→ **WHAT YOU NEED TO DO**
An exact transcription of the records is required, minus any images.

→ **INPUT**
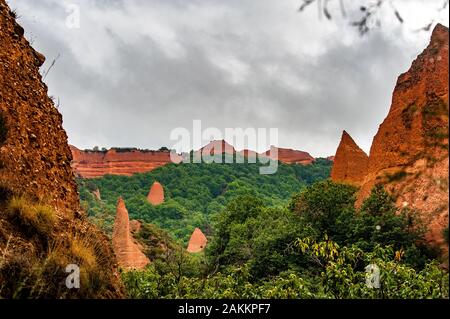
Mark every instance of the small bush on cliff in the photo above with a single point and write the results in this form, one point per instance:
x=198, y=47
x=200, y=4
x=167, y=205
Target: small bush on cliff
x=38, y=218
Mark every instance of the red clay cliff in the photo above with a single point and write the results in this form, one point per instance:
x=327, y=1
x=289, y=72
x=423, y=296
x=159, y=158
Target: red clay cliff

→ **EXERCISE RESPONSE**
Mark every instance of the small bush on cliff in the photo above with a single point and write the results in this form, one point per instance:
x=198, y=47
x=200, y=4
x=167, y=205
Target: small bush on cliff
x=38, y=218
Mark every instance of the red clay cliff in the photo above with a single point and write the results in this form, one point per instance:
x=327, y=1
x=289, y=72
x=423, y=296
x=159, y=158
Target: red clay cliff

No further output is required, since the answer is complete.